- [DATA ROWS]
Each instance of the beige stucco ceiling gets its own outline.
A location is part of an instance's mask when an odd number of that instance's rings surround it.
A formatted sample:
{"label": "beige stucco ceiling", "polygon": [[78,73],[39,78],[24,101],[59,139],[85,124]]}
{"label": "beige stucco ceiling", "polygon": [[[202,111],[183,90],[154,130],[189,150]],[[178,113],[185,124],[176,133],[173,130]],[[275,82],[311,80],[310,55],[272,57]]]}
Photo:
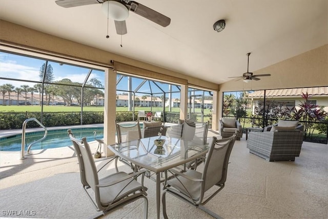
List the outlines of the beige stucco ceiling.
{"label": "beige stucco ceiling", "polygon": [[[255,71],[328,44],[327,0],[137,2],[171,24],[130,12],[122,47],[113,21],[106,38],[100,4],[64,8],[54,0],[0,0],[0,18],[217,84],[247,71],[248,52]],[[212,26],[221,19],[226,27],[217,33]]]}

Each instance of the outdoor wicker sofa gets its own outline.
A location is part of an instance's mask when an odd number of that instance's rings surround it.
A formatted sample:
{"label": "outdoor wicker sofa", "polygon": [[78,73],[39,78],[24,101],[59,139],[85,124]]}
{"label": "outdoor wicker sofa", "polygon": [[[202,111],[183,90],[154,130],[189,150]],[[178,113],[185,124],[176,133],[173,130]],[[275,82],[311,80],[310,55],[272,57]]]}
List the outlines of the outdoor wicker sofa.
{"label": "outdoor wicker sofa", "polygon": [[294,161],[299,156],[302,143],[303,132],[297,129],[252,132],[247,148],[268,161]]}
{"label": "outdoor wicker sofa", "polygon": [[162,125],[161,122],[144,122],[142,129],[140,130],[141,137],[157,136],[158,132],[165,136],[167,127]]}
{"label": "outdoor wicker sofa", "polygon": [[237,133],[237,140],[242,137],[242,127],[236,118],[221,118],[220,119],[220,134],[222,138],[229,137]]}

==

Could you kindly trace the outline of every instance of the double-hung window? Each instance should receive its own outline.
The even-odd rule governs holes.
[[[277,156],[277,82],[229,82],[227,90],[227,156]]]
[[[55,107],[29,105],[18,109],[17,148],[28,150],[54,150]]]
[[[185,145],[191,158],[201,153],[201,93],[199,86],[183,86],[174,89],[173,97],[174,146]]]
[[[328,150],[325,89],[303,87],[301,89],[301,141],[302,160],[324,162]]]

* * *

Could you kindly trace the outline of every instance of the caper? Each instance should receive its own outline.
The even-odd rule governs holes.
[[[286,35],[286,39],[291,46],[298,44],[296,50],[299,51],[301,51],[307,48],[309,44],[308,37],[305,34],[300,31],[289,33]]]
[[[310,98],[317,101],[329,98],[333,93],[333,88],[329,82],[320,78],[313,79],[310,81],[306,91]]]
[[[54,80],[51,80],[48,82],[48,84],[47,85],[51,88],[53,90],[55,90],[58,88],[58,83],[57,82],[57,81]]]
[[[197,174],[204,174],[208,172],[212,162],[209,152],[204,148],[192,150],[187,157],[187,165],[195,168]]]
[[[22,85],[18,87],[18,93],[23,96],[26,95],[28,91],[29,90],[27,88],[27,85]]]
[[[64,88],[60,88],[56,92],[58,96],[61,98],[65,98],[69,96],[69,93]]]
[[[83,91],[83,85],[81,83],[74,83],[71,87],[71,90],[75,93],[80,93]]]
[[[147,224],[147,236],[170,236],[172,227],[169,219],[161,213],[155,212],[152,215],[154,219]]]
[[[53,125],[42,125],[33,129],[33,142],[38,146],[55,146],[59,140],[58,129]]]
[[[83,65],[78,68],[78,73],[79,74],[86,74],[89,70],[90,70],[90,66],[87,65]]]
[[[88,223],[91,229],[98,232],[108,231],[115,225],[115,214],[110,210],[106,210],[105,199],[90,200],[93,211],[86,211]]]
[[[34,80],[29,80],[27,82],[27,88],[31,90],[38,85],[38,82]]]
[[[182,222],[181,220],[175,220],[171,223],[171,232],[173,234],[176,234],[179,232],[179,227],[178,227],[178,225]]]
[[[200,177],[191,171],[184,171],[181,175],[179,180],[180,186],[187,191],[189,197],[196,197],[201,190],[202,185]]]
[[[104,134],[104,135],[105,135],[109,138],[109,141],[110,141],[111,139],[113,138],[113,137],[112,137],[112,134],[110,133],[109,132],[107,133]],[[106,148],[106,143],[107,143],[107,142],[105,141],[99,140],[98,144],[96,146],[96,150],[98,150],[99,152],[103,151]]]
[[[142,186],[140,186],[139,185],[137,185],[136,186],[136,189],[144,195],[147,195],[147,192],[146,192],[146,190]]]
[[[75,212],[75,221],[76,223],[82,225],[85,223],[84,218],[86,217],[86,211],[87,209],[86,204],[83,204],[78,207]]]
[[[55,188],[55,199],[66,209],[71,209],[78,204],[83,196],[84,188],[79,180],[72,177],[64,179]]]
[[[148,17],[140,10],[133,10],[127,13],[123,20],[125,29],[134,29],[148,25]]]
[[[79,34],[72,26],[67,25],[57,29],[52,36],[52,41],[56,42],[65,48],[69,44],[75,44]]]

- [DIRECTIONS FOR THIS TASK] List every line of the material that contains the string "kindly", treating uppercase and lowercase letters as different.

- [TASK RESPONSE]
Could you kindly trace the outline of every instance of the double-hung window? Each instance should receive its own outline.
Could you kindly trace the outline of every instance of the caper? Each instance should receive its own outline.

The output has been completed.